— Task to carry out —
Could you edit the material from its first line through the line that contains "524L360 504L336 516L333", changing "negative clicks" to "negative points" and keeping everything else the same, then return only those lines?

Stored data entries
####################

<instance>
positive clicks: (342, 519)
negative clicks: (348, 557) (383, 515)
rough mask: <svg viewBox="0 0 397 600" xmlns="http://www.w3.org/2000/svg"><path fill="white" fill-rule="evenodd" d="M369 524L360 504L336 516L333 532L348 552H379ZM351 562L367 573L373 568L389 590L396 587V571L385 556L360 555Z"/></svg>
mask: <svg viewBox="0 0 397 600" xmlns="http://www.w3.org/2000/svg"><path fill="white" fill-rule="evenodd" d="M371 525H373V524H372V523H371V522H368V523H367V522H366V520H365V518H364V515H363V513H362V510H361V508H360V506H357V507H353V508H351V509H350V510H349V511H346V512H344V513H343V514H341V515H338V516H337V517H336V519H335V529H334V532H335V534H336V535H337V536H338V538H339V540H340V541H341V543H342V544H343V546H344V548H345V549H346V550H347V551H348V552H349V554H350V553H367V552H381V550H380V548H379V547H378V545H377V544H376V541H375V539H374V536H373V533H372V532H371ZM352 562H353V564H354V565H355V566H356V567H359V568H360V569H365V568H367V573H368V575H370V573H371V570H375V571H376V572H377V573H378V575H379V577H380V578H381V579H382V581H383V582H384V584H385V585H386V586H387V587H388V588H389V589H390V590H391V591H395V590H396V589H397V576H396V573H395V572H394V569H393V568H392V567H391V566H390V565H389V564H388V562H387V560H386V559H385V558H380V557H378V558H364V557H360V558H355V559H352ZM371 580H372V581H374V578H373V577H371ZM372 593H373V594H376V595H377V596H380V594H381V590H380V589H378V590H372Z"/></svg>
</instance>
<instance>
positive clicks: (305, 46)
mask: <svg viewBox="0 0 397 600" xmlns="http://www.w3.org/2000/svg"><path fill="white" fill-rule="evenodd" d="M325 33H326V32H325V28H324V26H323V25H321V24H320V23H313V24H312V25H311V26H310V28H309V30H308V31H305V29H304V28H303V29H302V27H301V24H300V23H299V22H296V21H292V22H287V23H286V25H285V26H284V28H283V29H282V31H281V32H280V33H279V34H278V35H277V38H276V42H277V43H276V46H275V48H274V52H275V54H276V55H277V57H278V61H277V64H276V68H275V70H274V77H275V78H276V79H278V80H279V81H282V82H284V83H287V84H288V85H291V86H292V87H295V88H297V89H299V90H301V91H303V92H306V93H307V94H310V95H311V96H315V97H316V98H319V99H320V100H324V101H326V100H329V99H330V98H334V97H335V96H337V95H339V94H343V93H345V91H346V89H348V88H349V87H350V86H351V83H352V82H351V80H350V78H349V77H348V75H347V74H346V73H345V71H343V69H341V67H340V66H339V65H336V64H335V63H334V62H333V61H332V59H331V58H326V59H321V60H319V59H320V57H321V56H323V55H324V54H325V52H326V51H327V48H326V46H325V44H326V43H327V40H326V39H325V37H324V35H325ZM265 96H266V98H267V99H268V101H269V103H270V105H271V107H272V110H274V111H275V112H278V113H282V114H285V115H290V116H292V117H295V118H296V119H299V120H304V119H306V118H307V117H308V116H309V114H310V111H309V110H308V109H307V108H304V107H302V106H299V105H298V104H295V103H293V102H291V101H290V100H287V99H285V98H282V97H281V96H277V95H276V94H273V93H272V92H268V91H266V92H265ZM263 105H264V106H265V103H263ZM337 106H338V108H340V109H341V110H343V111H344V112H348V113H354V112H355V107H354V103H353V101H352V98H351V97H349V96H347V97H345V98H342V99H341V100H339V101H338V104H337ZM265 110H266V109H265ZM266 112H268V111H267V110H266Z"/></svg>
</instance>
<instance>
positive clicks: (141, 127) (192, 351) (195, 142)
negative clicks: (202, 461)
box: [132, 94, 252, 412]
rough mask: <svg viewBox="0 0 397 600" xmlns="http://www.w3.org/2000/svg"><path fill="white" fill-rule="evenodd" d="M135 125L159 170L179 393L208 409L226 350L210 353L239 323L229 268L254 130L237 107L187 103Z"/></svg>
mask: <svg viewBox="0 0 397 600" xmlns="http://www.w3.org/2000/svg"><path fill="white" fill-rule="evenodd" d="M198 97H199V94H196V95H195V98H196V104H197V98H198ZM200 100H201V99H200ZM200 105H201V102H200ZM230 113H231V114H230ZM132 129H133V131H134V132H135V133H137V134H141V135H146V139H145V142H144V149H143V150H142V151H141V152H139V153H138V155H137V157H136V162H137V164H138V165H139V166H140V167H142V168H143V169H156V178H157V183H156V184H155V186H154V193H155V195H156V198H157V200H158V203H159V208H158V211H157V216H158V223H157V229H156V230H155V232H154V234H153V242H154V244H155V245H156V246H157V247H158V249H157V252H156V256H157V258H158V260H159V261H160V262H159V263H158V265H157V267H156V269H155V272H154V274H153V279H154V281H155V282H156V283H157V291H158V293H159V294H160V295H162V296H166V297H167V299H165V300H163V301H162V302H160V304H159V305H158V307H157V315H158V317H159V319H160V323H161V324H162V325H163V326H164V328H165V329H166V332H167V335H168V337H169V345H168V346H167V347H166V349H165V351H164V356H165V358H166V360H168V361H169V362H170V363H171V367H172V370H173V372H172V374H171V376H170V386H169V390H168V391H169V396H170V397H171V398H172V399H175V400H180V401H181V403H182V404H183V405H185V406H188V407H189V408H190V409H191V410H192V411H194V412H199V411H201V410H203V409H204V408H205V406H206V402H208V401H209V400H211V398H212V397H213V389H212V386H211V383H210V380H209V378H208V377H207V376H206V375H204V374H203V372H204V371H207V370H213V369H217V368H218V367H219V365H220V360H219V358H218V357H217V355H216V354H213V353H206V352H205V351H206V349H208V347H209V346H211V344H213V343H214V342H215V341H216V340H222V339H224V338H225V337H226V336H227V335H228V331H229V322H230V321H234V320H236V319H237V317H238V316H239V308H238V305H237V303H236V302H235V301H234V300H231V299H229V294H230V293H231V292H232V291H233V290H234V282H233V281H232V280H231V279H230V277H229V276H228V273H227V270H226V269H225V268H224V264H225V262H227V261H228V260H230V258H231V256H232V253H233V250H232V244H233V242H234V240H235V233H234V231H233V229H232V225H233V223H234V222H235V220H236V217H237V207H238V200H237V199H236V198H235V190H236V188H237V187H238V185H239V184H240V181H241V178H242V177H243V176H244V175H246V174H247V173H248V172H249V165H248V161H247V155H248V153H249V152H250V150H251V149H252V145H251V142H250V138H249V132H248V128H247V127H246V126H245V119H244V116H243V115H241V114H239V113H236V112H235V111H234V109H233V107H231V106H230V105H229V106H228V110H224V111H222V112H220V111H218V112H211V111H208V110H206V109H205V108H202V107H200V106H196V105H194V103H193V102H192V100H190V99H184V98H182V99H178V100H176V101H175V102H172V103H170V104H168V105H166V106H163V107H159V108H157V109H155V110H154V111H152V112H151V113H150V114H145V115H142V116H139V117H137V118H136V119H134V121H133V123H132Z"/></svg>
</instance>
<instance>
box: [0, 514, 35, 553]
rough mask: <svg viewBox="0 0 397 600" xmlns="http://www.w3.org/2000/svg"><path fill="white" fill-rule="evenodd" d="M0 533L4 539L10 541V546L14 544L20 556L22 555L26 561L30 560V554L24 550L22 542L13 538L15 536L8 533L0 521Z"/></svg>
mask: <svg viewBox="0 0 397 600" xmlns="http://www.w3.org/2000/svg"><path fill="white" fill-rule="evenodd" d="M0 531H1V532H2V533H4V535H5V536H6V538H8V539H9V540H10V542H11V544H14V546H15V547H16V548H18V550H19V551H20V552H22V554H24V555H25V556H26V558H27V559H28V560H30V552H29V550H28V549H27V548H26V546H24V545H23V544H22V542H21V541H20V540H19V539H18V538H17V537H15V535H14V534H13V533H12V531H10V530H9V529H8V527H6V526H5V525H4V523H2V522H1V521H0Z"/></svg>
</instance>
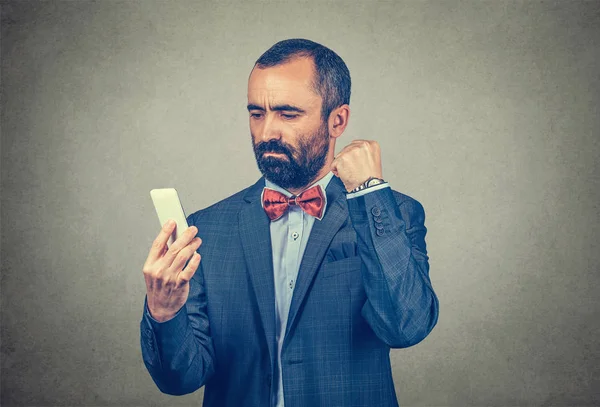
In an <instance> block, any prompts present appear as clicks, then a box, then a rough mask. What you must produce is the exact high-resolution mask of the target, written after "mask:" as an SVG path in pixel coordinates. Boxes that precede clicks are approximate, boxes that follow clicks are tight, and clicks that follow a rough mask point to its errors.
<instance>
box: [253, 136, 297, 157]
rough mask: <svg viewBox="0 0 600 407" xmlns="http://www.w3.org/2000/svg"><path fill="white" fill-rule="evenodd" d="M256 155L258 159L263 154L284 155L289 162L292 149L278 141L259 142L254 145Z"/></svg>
mask: <svg viewBox="0 0 600 407" xmlns="http://www.w3.org/2000/svg"><path fill="white" fill-rule="evenodd" d="M255 147H256V154H257V155H258V156H259V157H260V156H262V155H263V154H264V153H281V154H285V155H286V156H287V157H288V158H289V159H290V160H292V158H293V157H292V152H293V149H292V148H290V147H288V146H286V145H284V144H283V143H282V142H281V141H279V140H269V141H266V142H265V141H261V142H260V143H258V144H256V146H255Z"/></svg>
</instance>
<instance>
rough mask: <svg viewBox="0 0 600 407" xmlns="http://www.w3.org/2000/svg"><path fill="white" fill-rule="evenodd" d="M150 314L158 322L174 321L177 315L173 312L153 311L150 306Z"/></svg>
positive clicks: (148, 311)
mask: <svg viewBox="0 0 600 407" xmlns="http://www.w3.org/2000/svg"><path fill="white" fill-rule="evenodd" d="M148 314H149V315H150V316H151V317H152V319H154V320H155V321H156V322H167V321H168V320H170V319H173V318H174V317H175V315H177V313H172V312H157V311H153V310H152V309H151V308H150V307H149V306H148Z"/></svg>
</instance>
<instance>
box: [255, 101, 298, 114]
mask: <svg viewBox="0 0 600 407" xmlns="http://www.w3.org/2000/svg"><path fill="white" fill-rule="evenodd" d="M250 110H260V111H262V112H264V111H265V109H264V108H263V107H262V106H258V105H254V104H252V103H250V104H249V105H248V111H250ZM271 110H273V111H275V112H282V111H285V112H297V113H306V111H305V110H304V109H300V108H299V107H297V106H292V105H276V106H273V107H272V108H271Z"/></svg>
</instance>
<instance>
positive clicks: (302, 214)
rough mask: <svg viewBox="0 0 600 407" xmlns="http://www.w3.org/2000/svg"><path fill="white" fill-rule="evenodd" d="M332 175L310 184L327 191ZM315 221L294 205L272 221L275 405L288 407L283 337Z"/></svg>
mask: <svg viewBox="0 0 600 407" xmlns="http://www.w3.org/2000/svg"><path fill="white" fill-rule="evenodd" d="M332 177H333V173H332V172H329V173H328V174H327V175H325V176H324V177H323V178H321V179H320V180H318V181H317V182H315V183H313V184H312V185H311V186H310V187H312V186H314V185H320V186H321V188H322V189H323V192H325V189H326V188H327V185H328V184H329V181H331V178H332ZM265 186H266V187H267V188H271V189H274V190H276V191H278V192H281V193H282V194H284V195H285V196H287V197H290V196H292V195H293V194H292V193H291V192H289V191H287V190H285V189H283V188H281V187H280V186H278V185H276V184H274V183H272V182H271V181H269V180H267V179H265ZM388 186H389V185H388V184H387V183H383V184H380V185H377V186H375V187H371V188H367V189H364V190H362V191H359V192H355V193H351V194H347V195H346V197H347V198H348V199H351V198H355V197H357V196H361V195H364V194H366V193H369V192H373V191H376V190H379V189H382V188H385V187H388ZM310 187H309V188H310ZM307 189H308V188H307ZM326 211H327V200H325V208H324V210H323V213H326ZM315 221H316V222H318V220H317V219H316V218H314V217H313V216H311V215H308V214H306V213H305V212H304V211H303V210H302V209H301V208H300V207H299V206H298V205H292V206H290V207H289V209H288V211H287V212H286V213H285V214H284V215H283V216H282V217H281V218H279V219H277V220H275V221H272V222H271V224H270V232H271V249H272V252H273V274H274V275H273V277H274V281H275V318H276V320H275V332H276V340H277V359H276V363H277V366H276V370H275V376H276V377H274V378H273V379H274V380H273V382H274V383H275V384H276V385H274V386H273V405H274V406H276V407H284V399H283V378H282V373H281V348H282V346H283V338H284V335H285V329H286V325H287V319H288V314H289V311H290V305H291V303H292V295H293V293H294V287H295V285H296V278H297V276H298V270H299V269H300V262H301V261H302V256H303V255H304V249H306V244H307V242H308V237H309V236H310V231H311V229H312V226H313V224H314V223H315Z"/></svg>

####################

— Solution for this task —
<instance>
positive clicks: (342, 519)
negative points: (348, 557) (383, 515)
rough mask: <svg viewBox="0 0 397 600" xmlns="http://www.w3.org/2000/svg"><path fill="white" fill-rule="evenodd" d="M369 524L360 504L336 516L333 532L348 552H379ZM351 562L367 573L373 568L389 590L396 587V571L385 556L360 555Z"/></svg>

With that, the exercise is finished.